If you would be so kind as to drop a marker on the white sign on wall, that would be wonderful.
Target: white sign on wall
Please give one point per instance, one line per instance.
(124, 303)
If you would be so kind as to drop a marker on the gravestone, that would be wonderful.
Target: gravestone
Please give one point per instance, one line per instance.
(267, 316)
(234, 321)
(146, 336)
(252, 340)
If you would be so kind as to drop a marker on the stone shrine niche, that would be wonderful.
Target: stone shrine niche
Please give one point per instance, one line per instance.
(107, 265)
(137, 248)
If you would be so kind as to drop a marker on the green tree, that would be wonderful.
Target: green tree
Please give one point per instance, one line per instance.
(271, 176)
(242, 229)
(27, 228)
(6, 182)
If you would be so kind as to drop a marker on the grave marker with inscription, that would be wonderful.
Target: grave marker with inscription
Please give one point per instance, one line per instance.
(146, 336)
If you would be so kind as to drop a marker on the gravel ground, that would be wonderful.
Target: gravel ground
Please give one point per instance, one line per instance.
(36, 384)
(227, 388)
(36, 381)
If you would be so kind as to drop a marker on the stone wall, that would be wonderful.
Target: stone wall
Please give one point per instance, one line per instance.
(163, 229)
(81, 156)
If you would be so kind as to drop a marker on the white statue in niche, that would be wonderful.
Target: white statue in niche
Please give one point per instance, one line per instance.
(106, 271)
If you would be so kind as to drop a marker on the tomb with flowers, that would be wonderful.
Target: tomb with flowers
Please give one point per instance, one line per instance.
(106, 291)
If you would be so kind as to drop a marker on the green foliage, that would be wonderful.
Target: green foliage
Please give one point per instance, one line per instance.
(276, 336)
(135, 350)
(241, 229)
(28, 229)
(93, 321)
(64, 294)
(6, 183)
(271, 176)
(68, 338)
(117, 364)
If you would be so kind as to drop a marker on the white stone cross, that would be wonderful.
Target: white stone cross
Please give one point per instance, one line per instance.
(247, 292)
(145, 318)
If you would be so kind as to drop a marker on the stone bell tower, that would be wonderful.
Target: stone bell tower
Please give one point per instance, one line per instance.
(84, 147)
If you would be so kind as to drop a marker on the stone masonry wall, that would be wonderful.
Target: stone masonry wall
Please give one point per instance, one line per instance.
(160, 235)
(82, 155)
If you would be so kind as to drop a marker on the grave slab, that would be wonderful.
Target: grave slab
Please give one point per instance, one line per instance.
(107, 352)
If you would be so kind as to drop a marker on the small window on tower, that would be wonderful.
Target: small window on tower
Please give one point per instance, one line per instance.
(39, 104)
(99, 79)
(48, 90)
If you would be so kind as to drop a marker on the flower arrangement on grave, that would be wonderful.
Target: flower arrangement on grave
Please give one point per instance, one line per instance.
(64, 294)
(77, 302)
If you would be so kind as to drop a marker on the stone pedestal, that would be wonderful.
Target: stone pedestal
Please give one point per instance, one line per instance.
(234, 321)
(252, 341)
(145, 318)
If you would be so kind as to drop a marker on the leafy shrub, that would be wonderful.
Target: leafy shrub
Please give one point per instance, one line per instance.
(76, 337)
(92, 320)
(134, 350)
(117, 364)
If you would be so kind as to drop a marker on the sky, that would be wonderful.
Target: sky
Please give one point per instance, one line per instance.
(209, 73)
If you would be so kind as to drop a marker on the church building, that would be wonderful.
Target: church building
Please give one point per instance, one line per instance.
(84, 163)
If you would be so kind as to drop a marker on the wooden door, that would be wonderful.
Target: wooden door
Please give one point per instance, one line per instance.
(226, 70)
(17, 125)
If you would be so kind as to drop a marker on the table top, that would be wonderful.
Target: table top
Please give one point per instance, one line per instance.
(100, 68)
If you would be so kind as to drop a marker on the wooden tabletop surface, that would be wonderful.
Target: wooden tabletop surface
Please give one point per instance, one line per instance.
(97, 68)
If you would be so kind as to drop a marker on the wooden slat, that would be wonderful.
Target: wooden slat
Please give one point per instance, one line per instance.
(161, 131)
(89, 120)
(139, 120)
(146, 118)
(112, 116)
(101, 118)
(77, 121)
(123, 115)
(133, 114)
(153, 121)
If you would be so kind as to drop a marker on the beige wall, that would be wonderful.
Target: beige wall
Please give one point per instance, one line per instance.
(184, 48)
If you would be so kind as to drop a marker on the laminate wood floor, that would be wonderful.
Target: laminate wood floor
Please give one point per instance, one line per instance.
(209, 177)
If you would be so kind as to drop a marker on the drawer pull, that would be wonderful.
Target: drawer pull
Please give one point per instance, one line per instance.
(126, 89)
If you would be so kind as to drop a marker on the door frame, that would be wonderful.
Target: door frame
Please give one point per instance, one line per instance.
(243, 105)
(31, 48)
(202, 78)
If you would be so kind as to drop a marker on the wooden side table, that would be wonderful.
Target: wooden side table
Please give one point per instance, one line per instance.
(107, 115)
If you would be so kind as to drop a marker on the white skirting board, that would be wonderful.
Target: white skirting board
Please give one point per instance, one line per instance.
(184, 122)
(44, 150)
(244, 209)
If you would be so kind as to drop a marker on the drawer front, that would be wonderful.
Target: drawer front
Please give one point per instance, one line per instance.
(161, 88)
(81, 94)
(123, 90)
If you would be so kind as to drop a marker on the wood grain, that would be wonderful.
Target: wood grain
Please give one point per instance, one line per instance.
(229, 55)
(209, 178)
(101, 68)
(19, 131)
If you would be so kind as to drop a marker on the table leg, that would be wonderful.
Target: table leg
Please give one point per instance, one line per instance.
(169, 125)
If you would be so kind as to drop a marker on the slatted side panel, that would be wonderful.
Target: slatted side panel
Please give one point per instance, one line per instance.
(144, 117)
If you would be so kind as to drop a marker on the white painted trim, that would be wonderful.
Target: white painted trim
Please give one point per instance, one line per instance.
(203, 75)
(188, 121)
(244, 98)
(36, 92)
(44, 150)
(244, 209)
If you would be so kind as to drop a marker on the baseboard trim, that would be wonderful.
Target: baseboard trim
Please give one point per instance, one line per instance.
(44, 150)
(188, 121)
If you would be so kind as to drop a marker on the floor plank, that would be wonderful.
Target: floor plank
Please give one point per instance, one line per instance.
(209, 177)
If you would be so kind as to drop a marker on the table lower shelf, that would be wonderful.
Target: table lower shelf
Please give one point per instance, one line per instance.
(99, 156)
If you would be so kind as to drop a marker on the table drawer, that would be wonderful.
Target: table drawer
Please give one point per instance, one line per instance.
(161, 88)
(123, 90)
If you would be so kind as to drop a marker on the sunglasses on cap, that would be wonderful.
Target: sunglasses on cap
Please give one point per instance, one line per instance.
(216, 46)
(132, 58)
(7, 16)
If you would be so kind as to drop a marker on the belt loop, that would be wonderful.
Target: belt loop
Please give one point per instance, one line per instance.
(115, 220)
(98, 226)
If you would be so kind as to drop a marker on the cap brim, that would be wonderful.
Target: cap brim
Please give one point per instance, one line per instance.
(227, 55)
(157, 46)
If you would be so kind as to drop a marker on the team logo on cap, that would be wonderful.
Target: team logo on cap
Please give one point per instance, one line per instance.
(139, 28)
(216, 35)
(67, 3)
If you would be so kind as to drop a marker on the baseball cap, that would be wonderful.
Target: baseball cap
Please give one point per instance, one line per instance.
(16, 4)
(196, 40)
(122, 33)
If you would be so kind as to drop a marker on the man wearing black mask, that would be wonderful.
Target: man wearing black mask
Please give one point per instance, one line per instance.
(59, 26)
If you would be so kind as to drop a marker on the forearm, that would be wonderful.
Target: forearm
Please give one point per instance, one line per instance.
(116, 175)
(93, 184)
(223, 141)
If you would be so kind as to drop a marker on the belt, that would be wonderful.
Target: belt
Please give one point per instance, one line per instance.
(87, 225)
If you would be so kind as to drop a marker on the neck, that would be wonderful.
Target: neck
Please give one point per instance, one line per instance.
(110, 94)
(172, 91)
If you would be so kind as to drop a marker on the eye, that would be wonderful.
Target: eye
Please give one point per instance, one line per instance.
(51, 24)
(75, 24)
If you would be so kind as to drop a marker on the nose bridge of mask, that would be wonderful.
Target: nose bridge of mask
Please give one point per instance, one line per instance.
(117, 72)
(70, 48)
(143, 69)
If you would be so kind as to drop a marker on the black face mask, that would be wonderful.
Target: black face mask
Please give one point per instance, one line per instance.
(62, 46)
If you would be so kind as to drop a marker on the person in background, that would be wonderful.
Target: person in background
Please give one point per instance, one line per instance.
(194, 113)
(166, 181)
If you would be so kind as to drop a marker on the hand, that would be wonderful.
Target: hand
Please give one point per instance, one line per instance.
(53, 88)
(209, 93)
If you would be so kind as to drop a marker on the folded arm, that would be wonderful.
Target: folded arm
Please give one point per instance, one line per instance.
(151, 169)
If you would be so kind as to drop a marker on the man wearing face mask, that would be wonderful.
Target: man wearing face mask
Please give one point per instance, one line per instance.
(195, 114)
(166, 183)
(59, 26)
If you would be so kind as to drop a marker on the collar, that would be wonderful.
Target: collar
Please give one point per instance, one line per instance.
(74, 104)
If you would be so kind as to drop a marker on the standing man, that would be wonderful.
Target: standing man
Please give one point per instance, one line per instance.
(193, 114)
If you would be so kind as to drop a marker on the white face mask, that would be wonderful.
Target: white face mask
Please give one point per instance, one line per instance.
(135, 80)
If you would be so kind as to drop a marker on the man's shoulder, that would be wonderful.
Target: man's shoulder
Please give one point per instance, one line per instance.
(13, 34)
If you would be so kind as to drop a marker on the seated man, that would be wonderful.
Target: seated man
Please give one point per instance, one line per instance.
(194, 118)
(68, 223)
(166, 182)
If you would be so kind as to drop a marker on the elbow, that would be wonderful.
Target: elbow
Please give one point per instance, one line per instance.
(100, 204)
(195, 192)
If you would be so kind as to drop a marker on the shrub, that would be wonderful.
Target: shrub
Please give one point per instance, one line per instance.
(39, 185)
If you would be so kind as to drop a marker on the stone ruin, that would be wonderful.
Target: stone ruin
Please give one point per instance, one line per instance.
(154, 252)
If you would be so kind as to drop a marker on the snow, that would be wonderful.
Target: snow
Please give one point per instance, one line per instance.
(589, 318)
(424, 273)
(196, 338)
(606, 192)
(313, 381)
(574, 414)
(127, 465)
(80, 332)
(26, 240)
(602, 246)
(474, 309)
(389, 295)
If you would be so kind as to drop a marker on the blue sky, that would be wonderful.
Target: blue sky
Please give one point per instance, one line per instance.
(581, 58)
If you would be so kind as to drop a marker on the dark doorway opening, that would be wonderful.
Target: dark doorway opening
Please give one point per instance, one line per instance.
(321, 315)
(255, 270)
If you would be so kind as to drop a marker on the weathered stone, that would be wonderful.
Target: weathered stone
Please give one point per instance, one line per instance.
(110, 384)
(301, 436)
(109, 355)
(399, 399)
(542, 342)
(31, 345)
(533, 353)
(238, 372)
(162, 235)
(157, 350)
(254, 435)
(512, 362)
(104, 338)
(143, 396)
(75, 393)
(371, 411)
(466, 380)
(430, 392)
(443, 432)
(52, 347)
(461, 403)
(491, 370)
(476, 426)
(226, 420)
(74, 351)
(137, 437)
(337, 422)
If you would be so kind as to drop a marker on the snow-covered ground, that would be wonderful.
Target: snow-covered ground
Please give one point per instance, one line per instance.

++++

- **What to do**
Your task is to reproduce, exactly and exclusively, the lines from the one holding "opening, that would be wonderful." through the final line of the listing.

- **Response to the exercise**
If you would be so kind as to drop a marker on the dark doorway opening, that would be wonderful.
Target: dark doorway opening
Please give one point per instance, one line per instance.
(321, 315)
(255, 270)
If you would be so kind as to drop a marker on the weathered stone, that would be wonderful.
Target: weathered stone
Please give one point per instance, one line per instance.
(110, 384)
(301, 436)
(109, 355)
(399, 399)
(542, 342)
(31, 345)
(533, 353)
(238, 372)
(162, 235)
(157, 350)
(254, 435)
(512, 362)
(104, 338)
(143, 396)
(75, 393)
(371, 411)
(466, 380)
(430, 392)
(443, 432)
(52, 347)
(461, 403)
(491, 370)
(476, 426)
(226, 420)
(74, 351)
(137, 437)
(337, 422)
If you would be so kind as to drop a marker on the snow-covered ground, that would be wonderful.
Target: snow-covered ground
Please give one point per instance, one line per instance.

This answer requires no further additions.